AIBCCR 2021: Bladder Cancer Metastasis

( Day 2 of the 7th Annual Albert Institute for Bladder Cancer Care and Research Symposium began with a session on bladder cancer metastases. Metastasis is the primary cause of cancer morbidity and mortality and the process involves a complex interplay between intrinsic tumour cell properties and interactions between tumour cells and multiple microenvironments.1

In the first presentation of the session, Dr. Danny Welch (University of Kansas Medical Center) provided an overview of the molecular biology driving metastasis, highlighting key steps of the metastatic cascade. Dr. Welch explained that four distinct types of tumour cell migration have been characterized and also highlighted the ability of these cells to alter their behavior, a phenomenon known as cellular plasticity.

Dr. Welch then went on to describe the 3 different types of genes involved in the regulation of metastasis: 1) pro-metastatic genes which drive tumour spread; 2) metastasis suppressors which are defined by their ability to block metastasis without preventing primary tumour growth, and 3) metastasis modifiers. Dr.Welch subsequently explained that the existence of metastasis suppressor genes provides genetic proof that metastases are a distinct phenotype.

> **COMPLETE THE FOLLOWING**
1. Can you translate this sentence from the symposium summary into French: "In the first presentation of the session, Dr. Danny Welch (University of Kansas Medical Center) provided an overview of the molecular biology driving metastasis, highlighting key steps of the metastatic cascade."
2. In the symposium summary, how many distinct types of tumour cell migration have been characterized?
3. Reproduce word for word the part of the symposium summary that opens with the words containing "AIBCCR 2021: Bladder" and closes with "as cellular plasticity.".

> **RECORD SET**
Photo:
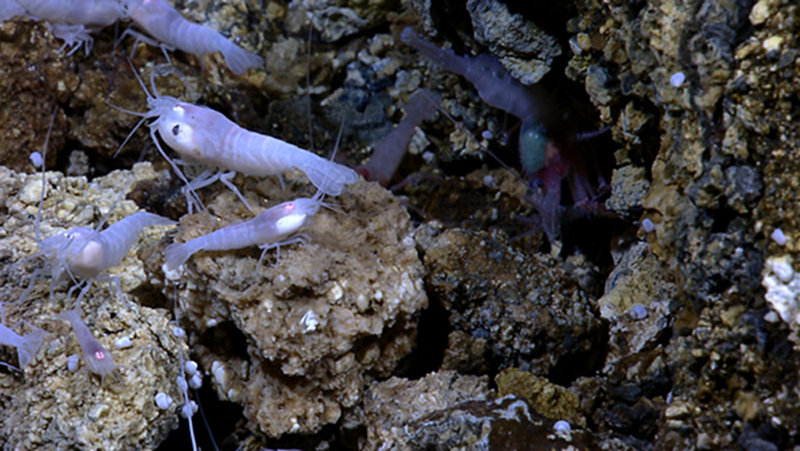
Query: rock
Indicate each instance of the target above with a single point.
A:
(530, 312)
(320, 323)
(119, 412)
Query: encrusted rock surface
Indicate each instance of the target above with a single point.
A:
(47, 406)
(531, 313)
(327, 318)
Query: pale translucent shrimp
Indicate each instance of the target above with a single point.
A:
(204, 136)
(97, 358)
(163, 22)
(84, 254)
(73, 20)
(271, 229)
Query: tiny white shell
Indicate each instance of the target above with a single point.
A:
(196, 381)
(191, 367)
(123, 343)
(36, 159)
(163, 400)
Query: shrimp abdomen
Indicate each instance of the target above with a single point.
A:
(260, 155)
(118, 238)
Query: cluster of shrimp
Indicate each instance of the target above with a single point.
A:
(74, 21)
(199, 135)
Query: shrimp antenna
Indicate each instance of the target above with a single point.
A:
(319, 196)
(143, 116)
(44, 177)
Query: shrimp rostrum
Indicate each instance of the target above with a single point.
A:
(172, 31)
(206, 137)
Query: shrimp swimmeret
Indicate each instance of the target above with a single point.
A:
(270, 229)
(163, 22)
(71, 21)
(204, 136)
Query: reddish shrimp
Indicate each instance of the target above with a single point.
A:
(71, 21)
(163, 22)
(203, 136)
(271, 229)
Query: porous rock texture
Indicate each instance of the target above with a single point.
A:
(46, 406)
(321, 322)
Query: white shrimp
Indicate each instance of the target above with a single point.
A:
(163, 22)
(204, 136)
(72, 21)
(84, 254)
(271, 229)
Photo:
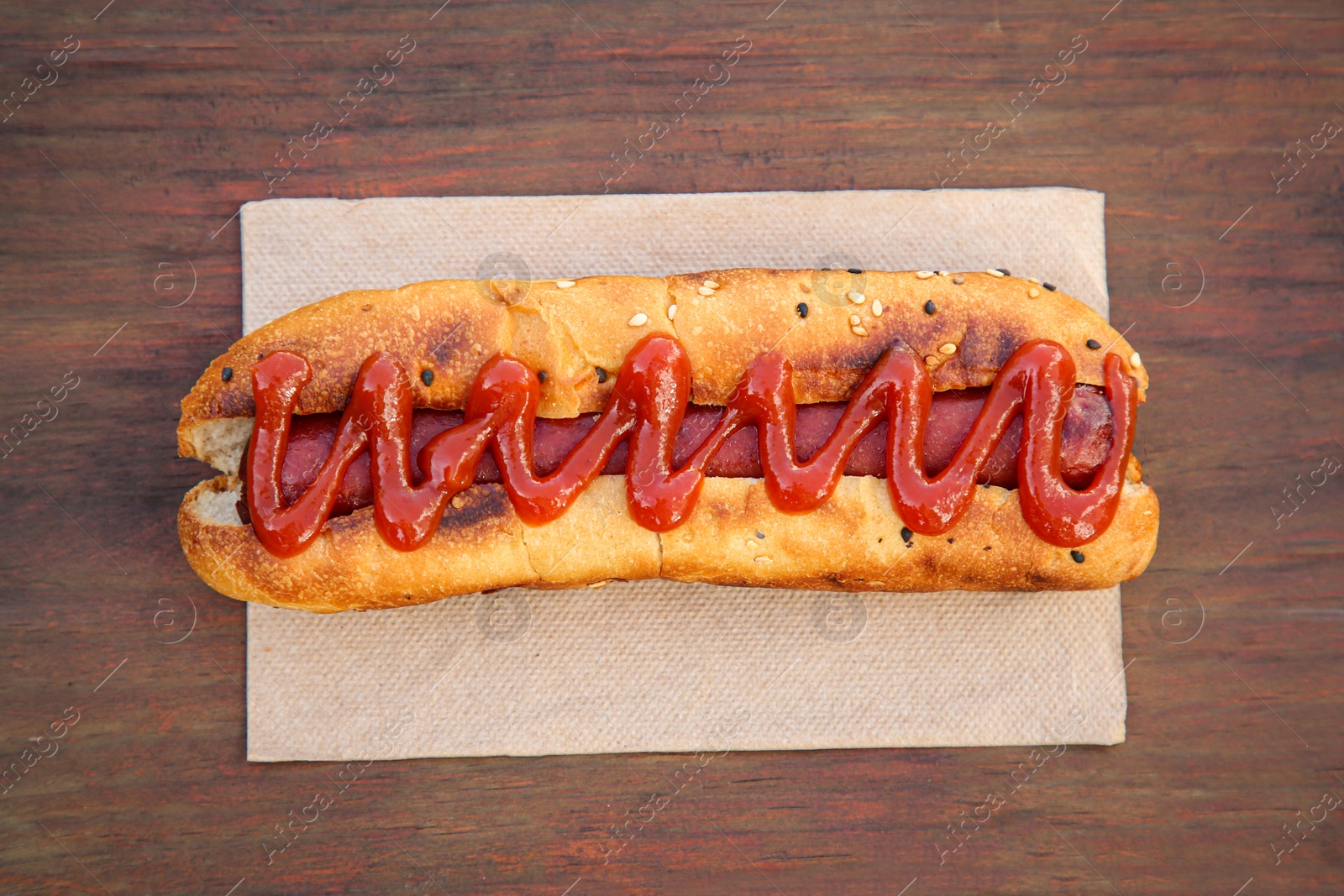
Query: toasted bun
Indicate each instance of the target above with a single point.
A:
(454, 327)
(851, 543)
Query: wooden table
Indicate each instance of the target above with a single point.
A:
(121, 280)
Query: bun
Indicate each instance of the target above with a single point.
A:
(580, 335)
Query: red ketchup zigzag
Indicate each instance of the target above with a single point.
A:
(647, 407)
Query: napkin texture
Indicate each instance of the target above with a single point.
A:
(663, 667)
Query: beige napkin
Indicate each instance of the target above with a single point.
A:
(660, 665)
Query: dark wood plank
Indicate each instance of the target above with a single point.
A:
(161, 123)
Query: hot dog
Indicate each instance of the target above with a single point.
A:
(748, 426)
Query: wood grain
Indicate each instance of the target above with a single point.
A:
(161, 123)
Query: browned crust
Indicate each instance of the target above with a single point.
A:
(454, 327)
(853, 543)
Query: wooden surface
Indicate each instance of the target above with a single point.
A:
(131, 165)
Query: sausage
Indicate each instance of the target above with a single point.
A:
(1086, 441)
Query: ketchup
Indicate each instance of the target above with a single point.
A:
(645, 410)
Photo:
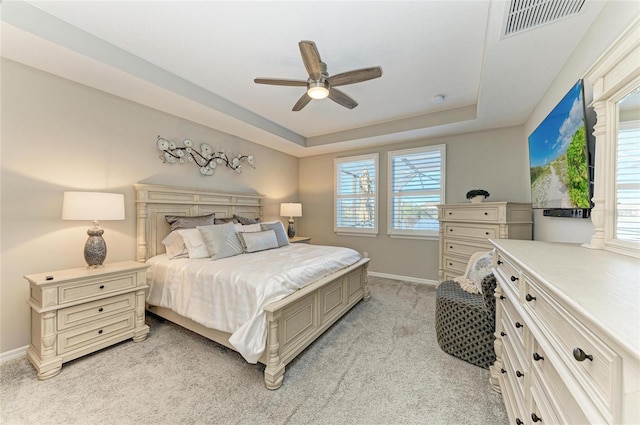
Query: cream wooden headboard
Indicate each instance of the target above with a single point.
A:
(153, 202)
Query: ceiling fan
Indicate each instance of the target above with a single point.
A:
(320, 85)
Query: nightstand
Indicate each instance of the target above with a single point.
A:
(300, 239)
(78, 311)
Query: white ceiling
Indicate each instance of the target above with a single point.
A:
(198, 60)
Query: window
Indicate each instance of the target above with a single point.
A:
(356, 195)
(416, 187)
(627, 225)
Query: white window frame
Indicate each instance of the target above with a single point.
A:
(357, 231)
(409, 233)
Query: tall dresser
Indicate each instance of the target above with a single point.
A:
(567, 334)
(466, 228)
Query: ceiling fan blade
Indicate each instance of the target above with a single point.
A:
(341, 98)
(279, 82)
(311, 59)
(356, 76)
(302, 102)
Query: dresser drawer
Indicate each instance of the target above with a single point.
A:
(95, 332)
(469, 213)
(596, 373)
(464, 248)
(455, 264)
(96, 287)
(479, 231)
(566, 408)
(83, 313)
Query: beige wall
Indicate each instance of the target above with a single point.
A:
(58, 135)
(495, 160)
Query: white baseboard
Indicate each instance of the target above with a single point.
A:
(13, 354)
(406, 278)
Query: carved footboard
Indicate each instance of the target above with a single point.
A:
(296, 321)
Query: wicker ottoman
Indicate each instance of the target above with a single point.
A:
(465, 323)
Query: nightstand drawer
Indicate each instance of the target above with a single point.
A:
(469, 213)
(95, 332)
(96, 287)
(469, 231)
(83, 313)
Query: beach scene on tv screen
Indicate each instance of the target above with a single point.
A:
(558, 156)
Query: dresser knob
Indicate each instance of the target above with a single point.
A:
(580, 355)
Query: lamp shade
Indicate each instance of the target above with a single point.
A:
(291, 209)
(92, 206)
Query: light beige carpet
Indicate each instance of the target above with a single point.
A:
(380, 364)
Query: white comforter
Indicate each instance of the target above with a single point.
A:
(230, 294)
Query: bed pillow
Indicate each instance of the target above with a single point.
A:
(258, 241)
(195, 243)
(246, 220)
(479, 266)
(181, 222)
(221, 240)
(278, 228)
(174, 245)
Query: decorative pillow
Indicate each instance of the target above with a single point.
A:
(258, 241)
(174, 245)
(182, 222)
(278, 228)
(480, 265)
(246, 220)
(195, 243)
(221, 240)
(224, 220)
(248, 228)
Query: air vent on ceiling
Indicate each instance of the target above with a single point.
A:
(526, 14)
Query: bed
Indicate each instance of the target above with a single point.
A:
(291, 323)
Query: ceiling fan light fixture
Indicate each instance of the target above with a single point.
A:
(318, 89)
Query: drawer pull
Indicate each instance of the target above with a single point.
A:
(580, 355)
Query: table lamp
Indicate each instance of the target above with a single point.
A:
(93, 206)
(291, 209)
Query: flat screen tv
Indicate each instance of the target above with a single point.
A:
(560, 159)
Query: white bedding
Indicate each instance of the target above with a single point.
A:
(230, 294)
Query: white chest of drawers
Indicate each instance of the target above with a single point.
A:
(466, 228)
(78, 311)
(567, 334)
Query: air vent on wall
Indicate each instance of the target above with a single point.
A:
(526, 14)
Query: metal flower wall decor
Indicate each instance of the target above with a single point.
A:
(206, 159)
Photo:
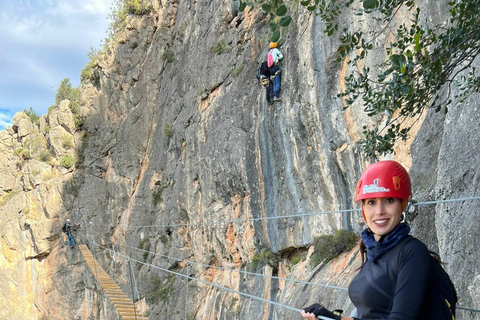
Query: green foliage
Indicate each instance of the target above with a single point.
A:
(422, 61)
(121, 9)
(169, 55)
(32, 115)
(260, 260)
(160, 291)
(66, 91)
(235, 72)
(67, 161)
(168, 130)
(157, 195)
(221, 47)
(45, 156)
(22, 153)
(296, 260)
(137, 7)
(88, 72)
(328, 247)
(67, 141)
(5, 197)
(144, 244)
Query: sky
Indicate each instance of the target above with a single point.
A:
(43, 42)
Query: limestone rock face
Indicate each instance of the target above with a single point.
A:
(184, 168)
(22, 124)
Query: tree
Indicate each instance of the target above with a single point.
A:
(66, 91)
(422, 63)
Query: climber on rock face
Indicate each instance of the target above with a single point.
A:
(67, 228)
(274, 55)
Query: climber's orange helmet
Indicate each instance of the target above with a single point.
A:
(384, 179)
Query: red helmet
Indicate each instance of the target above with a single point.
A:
(384, 179)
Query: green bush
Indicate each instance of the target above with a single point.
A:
(66, 91)
(169, 55)
(221, 47)
(236, 72)
(67, 161)
(157, 195)
(265, 257)
(168, 130)
(328, 247)
(32, 115)
(144, 244)
(137, 7)
(160, 291)
(45, 156)
(67, 141)
(88, 72)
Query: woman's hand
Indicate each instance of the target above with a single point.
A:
(308, 315)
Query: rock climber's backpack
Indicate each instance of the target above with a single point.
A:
(270, 58)
(441, 305)
(263, 74)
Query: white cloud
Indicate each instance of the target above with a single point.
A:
(43, 42)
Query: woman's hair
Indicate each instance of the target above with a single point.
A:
(363, 252)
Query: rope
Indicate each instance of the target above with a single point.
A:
(207, 283)
(131, 285)
(241, 271)
(300, 215)
(231, 270)
(235, 291)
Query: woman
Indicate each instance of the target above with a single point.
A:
(394, 281)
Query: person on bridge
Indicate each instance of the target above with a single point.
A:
(67, 228)
(399, 279)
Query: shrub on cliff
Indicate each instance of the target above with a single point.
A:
(330, 246)
(67, 161)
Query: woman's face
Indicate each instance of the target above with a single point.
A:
(382, 215)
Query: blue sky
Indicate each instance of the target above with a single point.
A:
(41, 43)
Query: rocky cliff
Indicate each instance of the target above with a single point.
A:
(178, 141)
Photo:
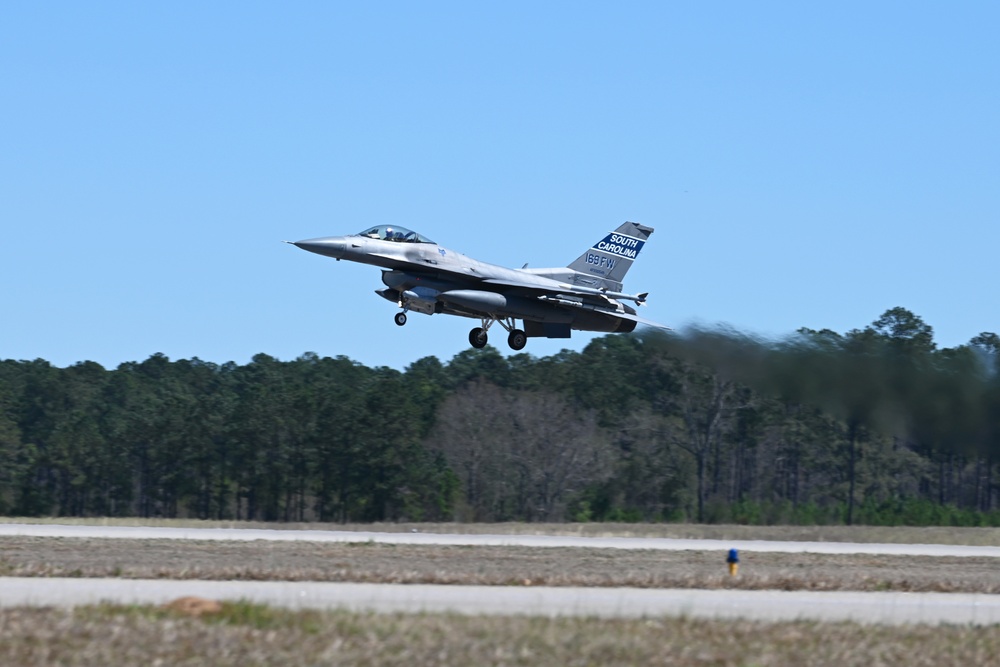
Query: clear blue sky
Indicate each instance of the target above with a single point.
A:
(803, 165)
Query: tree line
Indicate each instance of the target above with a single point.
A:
(876, 425)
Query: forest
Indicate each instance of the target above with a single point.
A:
(877, 425)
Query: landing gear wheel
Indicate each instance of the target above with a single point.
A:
(478, 338)
(517, 339)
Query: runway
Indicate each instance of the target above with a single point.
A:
(541, 541)
(894, 608)
(933, 608)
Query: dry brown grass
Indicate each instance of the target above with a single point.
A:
(889, 534)
(410, 564)
(251, 635)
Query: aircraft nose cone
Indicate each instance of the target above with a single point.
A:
(330, 246)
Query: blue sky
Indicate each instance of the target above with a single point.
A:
(803, 165)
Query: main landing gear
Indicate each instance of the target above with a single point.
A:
(479, 336)
(516, 338)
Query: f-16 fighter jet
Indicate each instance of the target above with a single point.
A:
(423, 277)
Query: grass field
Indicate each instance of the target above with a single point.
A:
(888, 534)
(249, 635)
(499, 566)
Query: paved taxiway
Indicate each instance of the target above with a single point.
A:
(249, 534)
(549, 601)
(933, 608)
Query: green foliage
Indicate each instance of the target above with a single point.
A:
(875, 426)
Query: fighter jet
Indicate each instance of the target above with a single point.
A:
(423, 277)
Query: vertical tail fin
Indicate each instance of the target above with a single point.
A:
(607, 261)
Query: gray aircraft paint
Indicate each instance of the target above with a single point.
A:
(424, 277)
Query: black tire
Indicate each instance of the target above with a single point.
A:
(478, 338)
(517, 339)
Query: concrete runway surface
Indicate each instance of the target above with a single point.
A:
(863, 607)
(249, 534)
(895, 608)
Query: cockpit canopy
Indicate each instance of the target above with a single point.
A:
(395, 233)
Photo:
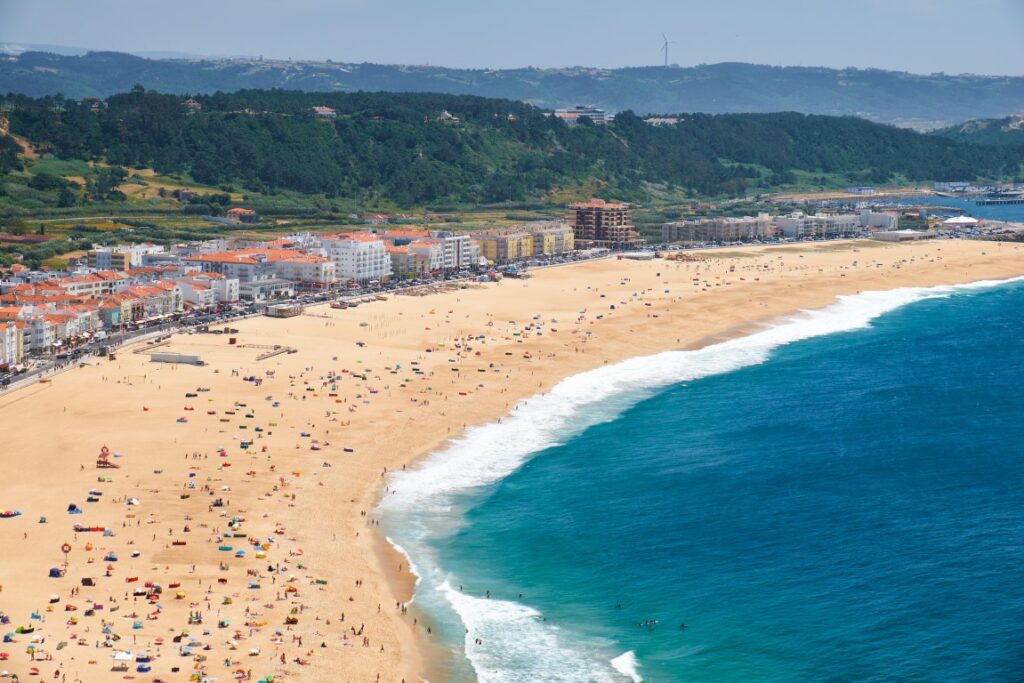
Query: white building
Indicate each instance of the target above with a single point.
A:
(460, 252)
(198, 293)
(103, 258)
(311, 271)
(879, 220)
(800, 225)
(722, 228)
(357, 256)
(10, 344)
(238, 265)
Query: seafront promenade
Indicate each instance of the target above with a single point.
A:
(237, 536)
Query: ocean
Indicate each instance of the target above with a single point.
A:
(1010, 212)
(839, 497)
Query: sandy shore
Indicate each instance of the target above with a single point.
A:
(314, 596)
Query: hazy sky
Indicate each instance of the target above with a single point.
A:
(922, 36)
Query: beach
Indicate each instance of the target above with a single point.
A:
(291, 454)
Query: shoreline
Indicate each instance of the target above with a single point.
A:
(865, 307)
(473, 365)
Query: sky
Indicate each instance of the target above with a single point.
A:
(920, 36)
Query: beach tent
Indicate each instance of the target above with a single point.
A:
(961, 221)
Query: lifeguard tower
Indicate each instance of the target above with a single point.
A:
(103, 459)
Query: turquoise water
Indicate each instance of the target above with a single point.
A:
(825, 501)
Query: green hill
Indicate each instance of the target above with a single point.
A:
(1008, 131)
(920, 100)
(400, 147)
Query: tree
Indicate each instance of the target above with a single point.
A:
(67, 198)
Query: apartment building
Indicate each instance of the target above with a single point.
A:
(879, 220)
(551, 238)
(574, 114)
(504, 246)
(11, 344)
(361, 257)
(724, 228)
(603, 224)
(801, 225)
(120, 257)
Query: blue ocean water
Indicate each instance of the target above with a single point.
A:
(1011, 212)
(846, 507)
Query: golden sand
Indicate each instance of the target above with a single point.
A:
(306, 486)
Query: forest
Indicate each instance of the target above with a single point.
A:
(418, 148)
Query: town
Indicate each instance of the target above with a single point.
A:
(119, 293)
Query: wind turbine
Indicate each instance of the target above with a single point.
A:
(665, 48)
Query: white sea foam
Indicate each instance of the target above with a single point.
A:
(409, 563)
(423, 504)
(627, 665)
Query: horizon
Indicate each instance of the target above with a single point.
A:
(169, 55)
(916, 36)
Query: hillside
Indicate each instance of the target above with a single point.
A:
(417, 150)
(402, 146)
(1008, 131)
(923, 101)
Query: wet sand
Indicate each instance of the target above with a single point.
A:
(316, 596)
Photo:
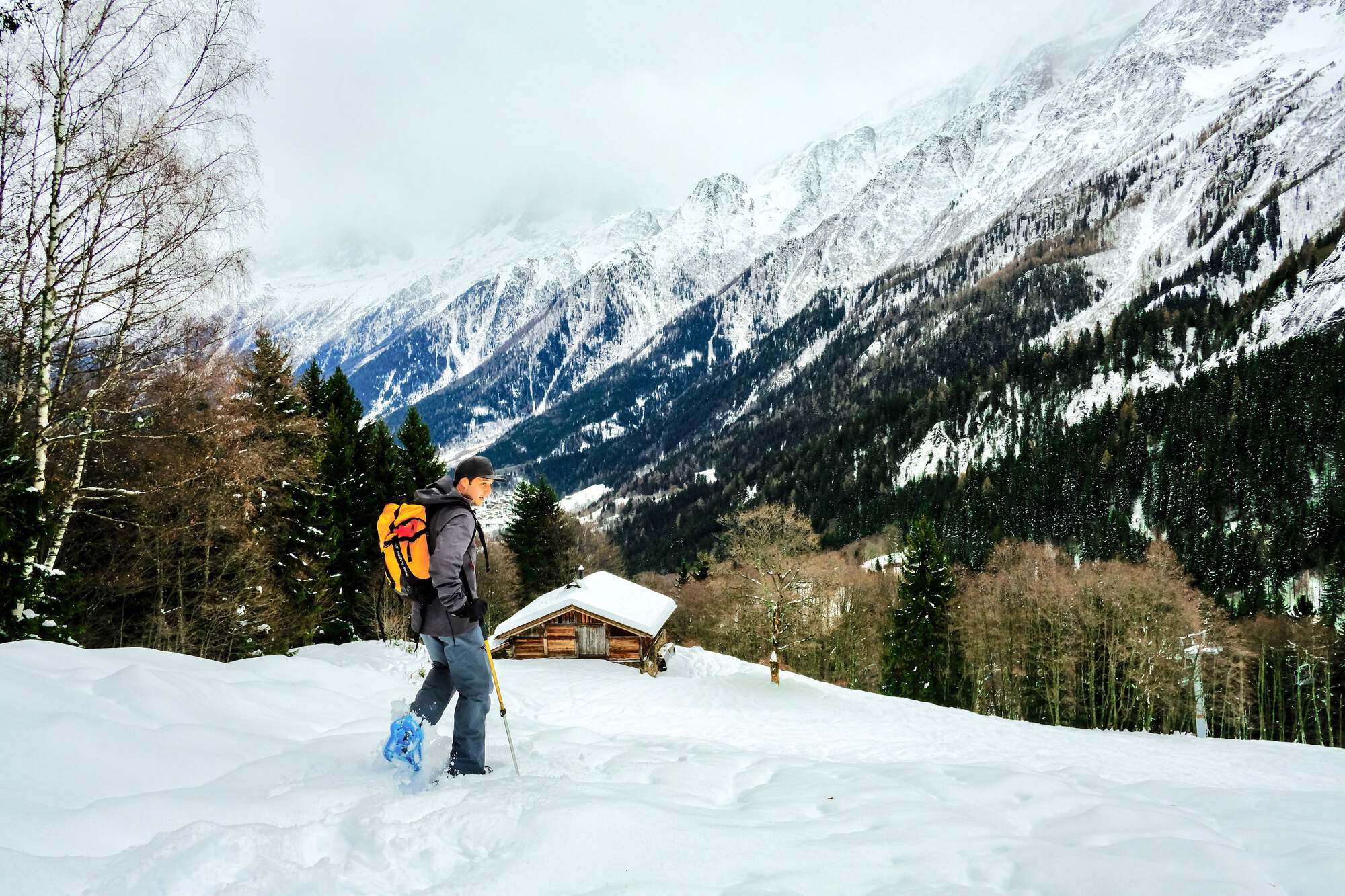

> **RESPONSES BY ITEM NUMBER**
1. Lors de la première présentation de la session, le Dr Danny Welch (University of Kansas Medical Center) a donné un aperçu de la biologie moléculaire qui sous-tend les métastases, en soulignant les étapes clés de la cascade métastatique.

2. Four.

3.
AIBCCR 2021: Bladder Cancer Metastasis

( Day 2 of the 7th Annual Albert Institute for Bladder Cancer Care and Research Symposium began with a session on bladder cancer metastases. Metastasis is the primary cause of cancer morbidity and mortality and the process involves a complex interplay between intrinsic tumour cell properties and interactions between tumour cells and multiple microenvironments.1

In the first presentation of the session, Dr. Danny Welch (University of Kansas Medical Center) provided an overview of the molecular biology driving metastasis, highlighting key steps of the metastatic cascade. Dr. Welch explained that four distinct types of tumour cell migration have been characterized and also highlighted the ability of these cells to alter their behavior, a phenomenon known as cellular plasticity.